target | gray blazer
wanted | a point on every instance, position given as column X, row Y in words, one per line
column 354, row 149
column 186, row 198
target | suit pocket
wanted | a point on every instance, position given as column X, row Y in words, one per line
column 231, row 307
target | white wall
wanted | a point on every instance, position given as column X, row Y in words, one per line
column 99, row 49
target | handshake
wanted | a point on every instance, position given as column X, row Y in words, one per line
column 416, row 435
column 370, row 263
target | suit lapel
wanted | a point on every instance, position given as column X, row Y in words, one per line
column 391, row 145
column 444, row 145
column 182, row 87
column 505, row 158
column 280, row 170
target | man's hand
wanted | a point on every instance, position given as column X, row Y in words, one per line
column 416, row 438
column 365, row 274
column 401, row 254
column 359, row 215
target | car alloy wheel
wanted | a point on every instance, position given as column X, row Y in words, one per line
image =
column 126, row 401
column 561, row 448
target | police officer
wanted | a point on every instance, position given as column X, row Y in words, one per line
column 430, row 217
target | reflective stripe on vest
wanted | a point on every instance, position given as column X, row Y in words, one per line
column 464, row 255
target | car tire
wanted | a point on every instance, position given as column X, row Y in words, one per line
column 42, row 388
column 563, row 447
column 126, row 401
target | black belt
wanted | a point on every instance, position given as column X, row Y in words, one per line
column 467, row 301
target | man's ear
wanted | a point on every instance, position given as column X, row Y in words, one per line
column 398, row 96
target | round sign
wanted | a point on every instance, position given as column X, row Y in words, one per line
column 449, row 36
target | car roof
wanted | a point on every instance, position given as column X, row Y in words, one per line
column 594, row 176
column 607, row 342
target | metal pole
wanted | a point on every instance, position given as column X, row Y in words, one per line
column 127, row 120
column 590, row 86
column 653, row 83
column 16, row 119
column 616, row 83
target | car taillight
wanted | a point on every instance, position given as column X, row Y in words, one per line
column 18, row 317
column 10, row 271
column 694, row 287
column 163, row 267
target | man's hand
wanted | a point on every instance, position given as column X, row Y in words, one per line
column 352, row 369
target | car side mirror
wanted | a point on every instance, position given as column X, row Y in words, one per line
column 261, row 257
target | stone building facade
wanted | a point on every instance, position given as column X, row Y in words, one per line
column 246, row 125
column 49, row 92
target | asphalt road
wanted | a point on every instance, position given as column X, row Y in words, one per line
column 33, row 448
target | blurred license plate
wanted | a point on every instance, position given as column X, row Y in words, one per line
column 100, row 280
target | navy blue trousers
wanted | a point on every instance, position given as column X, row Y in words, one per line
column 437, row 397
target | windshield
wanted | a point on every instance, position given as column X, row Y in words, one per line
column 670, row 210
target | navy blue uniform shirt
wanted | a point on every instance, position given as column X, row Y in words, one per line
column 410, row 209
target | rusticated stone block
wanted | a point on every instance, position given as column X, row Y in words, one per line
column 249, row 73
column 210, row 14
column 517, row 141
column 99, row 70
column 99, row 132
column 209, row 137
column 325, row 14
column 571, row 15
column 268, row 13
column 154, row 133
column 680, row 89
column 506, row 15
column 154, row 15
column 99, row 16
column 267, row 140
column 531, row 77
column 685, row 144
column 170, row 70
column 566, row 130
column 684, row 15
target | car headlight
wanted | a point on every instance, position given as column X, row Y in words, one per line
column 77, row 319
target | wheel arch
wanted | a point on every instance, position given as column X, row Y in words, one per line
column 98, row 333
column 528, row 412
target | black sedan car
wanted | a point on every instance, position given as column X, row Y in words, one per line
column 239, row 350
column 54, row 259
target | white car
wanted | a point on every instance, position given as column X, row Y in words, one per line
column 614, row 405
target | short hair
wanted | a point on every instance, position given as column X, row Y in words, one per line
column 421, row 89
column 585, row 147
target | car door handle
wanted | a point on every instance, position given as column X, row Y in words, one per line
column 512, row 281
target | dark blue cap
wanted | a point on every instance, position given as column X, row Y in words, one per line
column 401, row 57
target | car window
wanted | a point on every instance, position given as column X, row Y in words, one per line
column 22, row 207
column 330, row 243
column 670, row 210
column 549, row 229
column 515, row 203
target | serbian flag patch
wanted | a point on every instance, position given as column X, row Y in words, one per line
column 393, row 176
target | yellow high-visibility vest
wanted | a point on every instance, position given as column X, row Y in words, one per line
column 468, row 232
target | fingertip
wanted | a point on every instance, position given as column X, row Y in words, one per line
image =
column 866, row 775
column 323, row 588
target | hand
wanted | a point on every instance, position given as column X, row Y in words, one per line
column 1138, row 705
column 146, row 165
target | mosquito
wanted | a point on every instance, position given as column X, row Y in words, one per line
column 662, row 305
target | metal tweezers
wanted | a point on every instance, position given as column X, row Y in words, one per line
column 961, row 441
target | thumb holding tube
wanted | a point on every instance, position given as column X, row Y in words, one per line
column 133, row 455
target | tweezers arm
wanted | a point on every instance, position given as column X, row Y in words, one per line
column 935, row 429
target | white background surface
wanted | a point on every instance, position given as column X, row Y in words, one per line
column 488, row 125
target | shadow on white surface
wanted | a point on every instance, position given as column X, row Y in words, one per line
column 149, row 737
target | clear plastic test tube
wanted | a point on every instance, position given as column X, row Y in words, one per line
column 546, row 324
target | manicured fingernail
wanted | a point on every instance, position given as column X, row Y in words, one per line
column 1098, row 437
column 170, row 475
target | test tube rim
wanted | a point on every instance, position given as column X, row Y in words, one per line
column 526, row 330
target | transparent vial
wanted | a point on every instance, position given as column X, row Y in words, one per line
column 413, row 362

——

- _Task instructions_
Reproduce the data above in full, swapping "instance" for "occurrence" wherever it appears and leaving everything else unchanged.

- _Solved problem_
target | gray blazer
wanted | a point on every occurrence, position given as column X, row Y in words, one per line
column 354, row 149
column 186, row 198
target | suit pocket
wanted | a point on every occurrence, position given as column X, row Y in words, one per line
column 231, row 307
target | white wall
wanted | a point on every occurrence, position given as column X, row Y in words, one per line
column 99, row 49
target | handshake
wanted | a point on every occurrence, position given as column X, row Y in words, one per line
column 416, row 435
column 370, row 263
target | suit lapel
wanted | a point on every occurrence, position given as column X, row Y in words, one per line
column 391, row 145
column 444, row 145
column 182, row 87
column 505, row 158
column 280, row 170
target | man's hand
wanted | a point on every occurrence, position given as column X, row Y in words, one per line
column 416, row 438
column 365, row 274
column 401, row 254
column 359, row 215
target | car alloy wheel
wanted | a point on every occurrence, position given as column X, row Y in words, one per line
image =
column 126, row 401
column 561, row 448
target | police officer
wanted | a point on every occurrence, position given as column X, row Y in words, one per line
column 430, row 217
target | reflective stripe on vest
wanted | a point on every occurrence, position given as column X, row Y in words, one per line
column 464, row 255
target | car tire
wanted | a point on every occurrence, position given as column X, row Y in words, one per line
column 42, row 388
column 563, row 447
column 126, row 401
target | black belt
wanted | a point on every occurrence, position given as column X, row Y in words, one per line
column 467, row 301
target | man's ear
wanted | a point on every occurrence, position given as column X, row Y in words, one per line
column 398, row 96
target | round sign
wanted | a point on every occurrence, position given as column X, row Y in words, one per line
column 449, row 36
target | car roof
wanted | a point on every occurrence, position given as column X, row Y in words, one per line
column 594, row 176
column 607, row 342
target | metal pole
wanted | a point on every occurrence, position given as column X, row Y in words, one per line
column 127, row 120
column 590, row 86
column 653, row 83
column 16, row 119
column 616, row 83
target | car taillight
wanted | a point on every occurrence, position given as column X, row Y in words, one per line
column 18, row 317
column 10, row 271
column 694, row 287
column 163, row 267
target | man's hand
wanted | a point on every occurrence, position given as column X, row Y in words, one per line
column 352, row 369
target | car side mirror
wanted | a point on every occurrence, position given as column X, row Y in words, one per line
column 261, row 257
target | stone building facade
wanted | a point on every occurrence, position given as column X, row Y in words, one per line
column 246, row 125
column 49, row 92
target | asphalt road
wanted | a point on every occurrence, position given as column X, row Y in words, one per line
column 33, row 448
target | blurred license plate
wanted | a point on every occurrence, position given as column X, row Y in words, one per line
column 100, row 280
target | navy blue trousers
wanted | a point on every occurrence, position given as column X, row Y in words, one per line
column 437, row 397
target | windshield
wanted | a point on every occurrence, position given as column X, row Y in words, one per line
column 670, row 210
target | navy blue uniform shirt
wanted | a point on every occurrence, position given as column X, row Y in words, one per line
column 410, row 209
target | rusticated stone block
wanted | a point on every occurrence, position given as column X, row Y in words, one per line
column 249, row 73
column 210, row 14
column 517, row 141
column 99, row 70
column 99, row 132
column 209, row 137
column 325, row 14
column 571, row 15
column 268, row 13
column 154, row 133
column 680, row 89
column 506, row 15
column 154, row 15
column 99, row 16
column 267, row 140
column 531, row 77
column 685, row 144
column 170, row 70
column 566, row 130
column 684, row 15
target | car headlight
wanted | a point on every occurrence, position given as column X, row Y in words, one per line
column 77, row 319
target | wheel arch
wanted | a point on every occurrence, position given as column X, row Y in words, one per line
column 98, row 333
column 528, row 412
target | black sedan car
wanted | a point on every occurrence, position given as column X, row Y in words, one per line
column 239, row 350
column 54, row 259
target | white car
wanted | a point on every occurrence, position given as column X, row Y in words, one per line
column 614, row 405
target | short hair
wanted | a point on every occurrence, position given as column X, row Y in words, one per line
column 421, row 89
column 585, row 147
target | car door handle
wanted | a point on every occurrence, position given as column X, row Y in words, one per line
column 512, row 281
target | dark blue cap
wanted | a point on every occurrence, position given as column X, row Y in words, one per line
column 401, row 57
target | car window
wanted | a point on every occurrence, position given as column X, row Y in words, one per line
column 22, row 207
column 330, row 243
column 670, row 210
column 549, row 229
column 515, row 203
target | serbian flag patch
wanted | a point on every occurrence, position given as column X, row Y in words, one per line
column 393, row 176
target | yellow high-visibility vest
wanted | a point on every occurrence, position given as column X, row Y in words, one per line
column 468, row 232
target | fingertip
wanted | a point on every occurrence, position given as column X, row Y in words, one per line
image =
column 866, row 775
column 323, row 588
target | hand
wanted | a point on every occurrence, position given as column X, row Y in words, one per line
column 1138, row 705
column 146, row 165
target | mosquito
wanted | a point on every occurrence, position given as column X, row Y in words, one per line
column 662, row 305
target | metal tweezers
wanted | a point on every occurrence, position given as column X, row Y in words, one per line
column 961, row 441
target | thumb holding tube
wanted | a point on every occurrence, position given as column X, row Y in words, one per line
column 133, row 455
target | tweezers arm
wanted | a point on every occurrence, position given as column X, row Y in words, one per line
column 935, row 429
target | white background surface
wanted | a point on every occurrence, position given as column X, row Y in words, one per line
column 488, row 125
target | shadow on white surface
wanted | a point on every occurrence, position given as column X, row Y in words, one per line
column 149, row 737
target | clear plastic test tube
wanted | a point on every occurrence, position given as column X, row Y in words, one per line
column 546, row 324
target | manicured fingernail
wanted | a point on every occurrence, position given as column X, row Y in words, one per line
column 1098, row 437
column 170, row 475
target | test tube rim
wanted | a point on every occurrence, position given as column X, row Y in words, one per line
column 526, row 330
target | transparent vial
wanted | a point on every occurrence, position given as column X, row Y in words, one per line
column 413, row 362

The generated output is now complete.